* _WRITTEN EXERCISE_
Set out every line of the data below as a numbered list, skipping blank lines and omitting the pictures.

* _TASK INPUT_
--*--
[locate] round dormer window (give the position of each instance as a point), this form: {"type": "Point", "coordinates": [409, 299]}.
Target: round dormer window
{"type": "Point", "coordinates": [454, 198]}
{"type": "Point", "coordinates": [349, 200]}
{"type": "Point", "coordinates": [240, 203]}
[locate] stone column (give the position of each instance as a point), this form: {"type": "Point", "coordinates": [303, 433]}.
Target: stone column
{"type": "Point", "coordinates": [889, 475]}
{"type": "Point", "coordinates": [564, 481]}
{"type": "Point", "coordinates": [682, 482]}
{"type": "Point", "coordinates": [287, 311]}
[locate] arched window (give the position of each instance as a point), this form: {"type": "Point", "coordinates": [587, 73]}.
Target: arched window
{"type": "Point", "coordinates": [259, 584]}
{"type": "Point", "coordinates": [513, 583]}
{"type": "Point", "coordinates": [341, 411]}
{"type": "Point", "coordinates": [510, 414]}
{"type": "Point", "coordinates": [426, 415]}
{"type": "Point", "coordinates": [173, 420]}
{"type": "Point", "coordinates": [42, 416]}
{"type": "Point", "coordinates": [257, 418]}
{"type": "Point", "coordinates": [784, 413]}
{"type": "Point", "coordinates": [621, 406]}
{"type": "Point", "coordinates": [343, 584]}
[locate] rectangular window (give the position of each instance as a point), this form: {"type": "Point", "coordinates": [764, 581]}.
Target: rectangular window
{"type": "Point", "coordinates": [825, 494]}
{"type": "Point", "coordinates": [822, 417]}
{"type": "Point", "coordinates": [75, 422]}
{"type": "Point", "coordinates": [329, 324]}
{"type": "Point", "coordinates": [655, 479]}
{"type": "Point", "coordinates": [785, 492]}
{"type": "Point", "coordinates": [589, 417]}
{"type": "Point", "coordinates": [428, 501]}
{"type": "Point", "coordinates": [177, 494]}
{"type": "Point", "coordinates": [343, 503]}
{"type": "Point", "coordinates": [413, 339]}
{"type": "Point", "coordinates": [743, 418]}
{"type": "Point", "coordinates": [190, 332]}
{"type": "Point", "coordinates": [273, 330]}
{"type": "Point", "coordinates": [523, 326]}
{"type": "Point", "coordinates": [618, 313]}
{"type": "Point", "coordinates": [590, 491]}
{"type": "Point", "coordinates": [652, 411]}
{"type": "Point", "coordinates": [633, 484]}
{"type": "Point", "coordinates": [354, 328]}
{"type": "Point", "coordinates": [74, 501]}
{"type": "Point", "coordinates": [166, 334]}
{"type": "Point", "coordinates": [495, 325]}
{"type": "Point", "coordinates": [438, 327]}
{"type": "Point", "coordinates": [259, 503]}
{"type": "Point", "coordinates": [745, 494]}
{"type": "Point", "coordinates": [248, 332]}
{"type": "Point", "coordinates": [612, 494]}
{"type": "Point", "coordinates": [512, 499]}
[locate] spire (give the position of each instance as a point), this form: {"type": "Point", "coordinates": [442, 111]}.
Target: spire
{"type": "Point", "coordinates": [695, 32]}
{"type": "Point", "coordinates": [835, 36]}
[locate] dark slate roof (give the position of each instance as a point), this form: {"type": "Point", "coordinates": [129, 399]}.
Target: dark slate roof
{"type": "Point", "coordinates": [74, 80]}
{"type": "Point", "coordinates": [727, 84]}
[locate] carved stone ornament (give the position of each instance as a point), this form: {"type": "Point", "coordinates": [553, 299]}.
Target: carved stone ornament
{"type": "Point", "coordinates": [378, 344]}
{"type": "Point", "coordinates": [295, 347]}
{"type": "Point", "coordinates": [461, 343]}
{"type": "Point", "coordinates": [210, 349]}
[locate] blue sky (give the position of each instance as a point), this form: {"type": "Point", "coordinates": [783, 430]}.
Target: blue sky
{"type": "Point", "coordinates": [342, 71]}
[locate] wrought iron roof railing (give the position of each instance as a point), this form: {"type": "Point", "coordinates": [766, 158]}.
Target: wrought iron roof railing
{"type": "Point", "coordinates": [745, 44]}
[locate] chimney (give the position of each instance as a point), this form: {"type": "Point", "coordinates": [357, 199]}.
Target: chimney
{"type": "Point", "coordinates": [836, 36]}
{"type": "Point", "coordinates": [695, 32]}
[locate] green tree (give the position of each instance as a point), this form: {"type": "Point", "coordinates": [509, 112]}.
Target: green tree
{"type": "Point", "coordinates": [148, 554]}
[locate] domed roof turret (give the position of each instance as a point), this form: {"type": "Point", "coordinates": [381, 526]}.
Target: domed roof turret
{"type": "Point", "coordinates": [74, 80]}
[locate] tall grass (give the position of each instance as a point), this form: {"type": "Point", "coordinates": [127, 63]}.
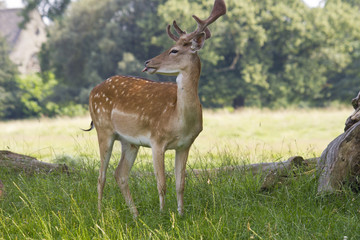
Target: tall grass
--*--
* _IN RESPONSE_
1. [locate] round dormer window (give the position of each instance as a point), this form: {"type": "Point", "coordinates": [409, 299]}.
2. Target: round dormer window
3. {"type": "Point", "coordinates": [454, 198]}
4. {"type": "Point", "coordinates": [349, 200]}
5. {"type": "Point", "coordinates": [240, 203]}
6. [locate] stone column (give the position of each instance as a point), this form: {"type": "Point", "coordinates": [303, 433]}.
7. Target: stone column
8. {"type": "Point", "coordinates": [889, 475]}
9. {"type": "Point", "coordinates": [564, 481]}
10. {"type": "Point", "coordinates": [682, 482]}
11. {"type": "Point", "coordinates": [287, 311]}
12. [locate] arched window (give the position of each instance as a point), this form: {"type": "Point", "coordinates": [587, 73]}.
13. Target: arched window
14. {"type": "Point", "coordinates": [259, 584]}
15. {"type": "Point", "coordinates": [513, 583]}
16. {"type": "Point", "coordinates": [341, 411]}
17. {"type": "Point", "coordinates": [510, 414]}
18. {"type": "Point", "coordinates": [426, 415]}
19. {"type": "Point", "coordinates": [173, 420]}
20. {"type": "Point", "coordinates": [42, 416]}
21. {"type": "Point", "coordinates": [257, 418]}
22. {"type": "Point", "coordinates": [784, 413]}
23. {"type": "Point", "coordinates": [621, 406]}
24. {"type": "Point", "coordinates": [343, 584]}
25. [locate] rectangular window (give the position of each instance as a point), this form: {"type": "Point", "coordinates": [764, 581]}.
26. Target: rectangular window
27. {"type": "Point", "coordinates": [825, 494]}
28. {"type": "Point", "coordinates": [822, 417]}
29. {"type": "Point", "coordinates": [75, 422]}
30. {"type": "Point", "coordinates": [329, 324]}
31. {"type": "Point", "coordinates": [655, 479]}
32. {"type": "Point", "coordinates": [785, 492]}
33. {"type": "Point", "coordinates": [589, 417]}
34. {"type": "Point", "coordinates": [428, 501]}
35. {"type": "Point", "coordinates": [177, 494]}
36. {"type": "Point", "coordinates": [343, 503]}
37. {"type": "Point", "coordinates": [413, 339]}
38. {"type": "Point", "coordinates": [743, 418]}
39. {"type": "Point", "coordinates": [190, 332]}
40. {"type": "Point", "coordinates": [273, 330]}
41. {"type": "Point", "coordinates": [523, 326]}
42. {"type": "Point", "coordinates": [618, 313]}
43. {"type": "Point", "coordinates": [590, 491]}
44. {"type": "Point", "coordinates": [652, 411]}
45. {"type": "Point", "coordinates": [633, 484]}
46. {"type": "Point", "coordinates": [354, 328]}
47. {"type": "Point", "coordinates": [74, 501]}
48. {"type": "Point", "coordinates": [166, 334]}
49. {"type": "Point", "coordinates": [495, 325]}
50. {"type": "Point", "coordinates": [438, 327]}
51. {"type": "Point", "coordinates": [259, 503]}
52. {"type": "Point", "coordinates": [745, 494]}
53. {"type": "Point", "coordinates": [248, 332]}
54. {"type": "Point", "coordinates": [612, 494]}
55. {"type": "Point", "coordinates": [512, 499]}
56. [locate] spire (give the position of each instance as a point), this form: {"type": "Point", "coordinates": [442, 111]}.
57. Target: spire
58. {"type": "Point", "coordinates": [695, 32]}
59. {"type": "Point", "coordinates": [835, 36]}
60. [locate] dark slate roof (give the position of each instance as a point), this form: {"type": "Point", "coordinates": [129, 399]}.
61. Target: dark slate roof
62. {"type": "Point", "coordinates": [74, 80]}
63. {"type": "Point", "coordinates": [727, 84]}
64. [locate] carved stone ornament (give the position of each instance as a point), this form: {"type": "Point", "coordinates": [553, 299]}.
65. Target: carved stone ornament
66. {"type": "Point", "coordinates": [378, 344]}
67. {"type": "Point", "coordinates": [295, 347]}
68. {"type": "Point", "coordinates": [461, 343]}
69. {"type": "Point", "coordinates": [210, 349]}
70. [locate] blue sky (give the position of each instance as a point), this form: {"type": "Point", "coordinates": [783, 430]}.
71. Target: blue sky
72. {"type": "Point", "coordinates": [342, 71]}
73. [locate] wrought iron roof railing (give the position of each instance as a point), this form: {"type": "Point", "coordinates": [766, 158]}.
74. Target: wrought iron roof railing
75. {"type": "Point", "coordinates": [745, 44]}
76. [locate] chimney (give the position of each instance as a point), this form: {"type": "Point", "coordinates": [357, 199]}.
77. Target: chimney
78. {"type": "Point", "coordinates": [836, 36]}
79. {"type": "Point", "coordinates": [695, 32]}
80. [locate] green tree (give the position of each instance as a point), this form: {"type": "Point", "coordinates": [509, 112]}.
81. Target: green tree
82. {"type": "Point", "coordinates": [148, 554]}
83. [locate] domed roof turret (give the position of each instance as a point), this form: {"type": "Point", "coordinates": [381, 526]}.
84. Target: domed roof turret
85. {"type": "Point", "coordinates": [74, 80]}
86. [locate] tall grass (give the position of each instance as a point), this form: {"type": "Point", "coordinates": [127, 63]}.
87. Target: tall grass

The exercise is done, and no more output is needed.